• _Lignes de données_:

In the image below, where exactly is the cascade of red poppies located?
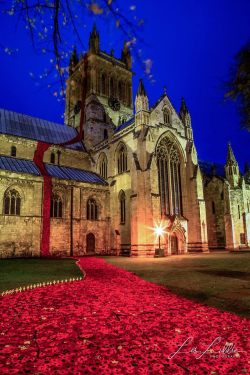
[33,54,88,256]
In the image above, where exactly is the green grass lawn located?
[0,258,82,291]
[105,252,250,317]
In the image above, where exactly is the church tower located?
[180,98,193,140]
[135,79,149,127]
[65,25,133,142]
[89,24,100,54]
[225,143,240,187]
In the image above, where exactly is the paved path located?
[0,258,250,375]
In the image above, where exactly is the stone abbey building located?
[0,27,250,257]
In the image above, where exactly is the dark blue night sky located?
[0,0,250,168]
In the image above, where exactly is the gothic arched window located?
[109,77,115,96]
[119,190,126,224]
[163,108,170,125]
[117,145,127,173]
[156,137,182,215]
[99,154,108,180]
[103,129,108,139]
[10,146,16,157]
[118,81,124,101]
[87,198,98,220]
[50,152,56,164]
[100,73,107,95]
[4,190,21,216]
[50,194,63,218]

• _Consigne_:
Recopiez la liste ci-dessus telle quelle, de la première à la dernière ligne, en omettant les images.

• _Réponse rédigée_:
In the image below, where exactly is the cascade of red poppies located?
[33,54,88,256]
In the image above, where exactly is the green grass lawn located?
[0,258,82,291]
[105,252,250,317]
In the image above, where exactly is the church tower located?
[180,98,193,140]
[135,79,149,127]
[65,25,133,142]
[89,24,100,54]
[225,143,240,187]
In the image above, where exactly is the paved path located?
[0,258,250,375]
In the image above, where exactly is the stone abbey building located?
[0,27,250,257]
In the image above, where exactly is the dark blue night sky located?
[0,0,250,168]
In the image above, where exactly is the gothic arched window located?
[109,77,115,96]
[119,190,126,224]
[163,108,170,125]
[117,145,127,173]
[156,137,182,215]
[99,154,108,180]
[103,129,108,139]
[10,146,16,157]
[118,81,124,101]
[87,198,98,220]
[50,152,56,164]
[100,73,107,95]
[4,190,21,216]
[50,194,63,218]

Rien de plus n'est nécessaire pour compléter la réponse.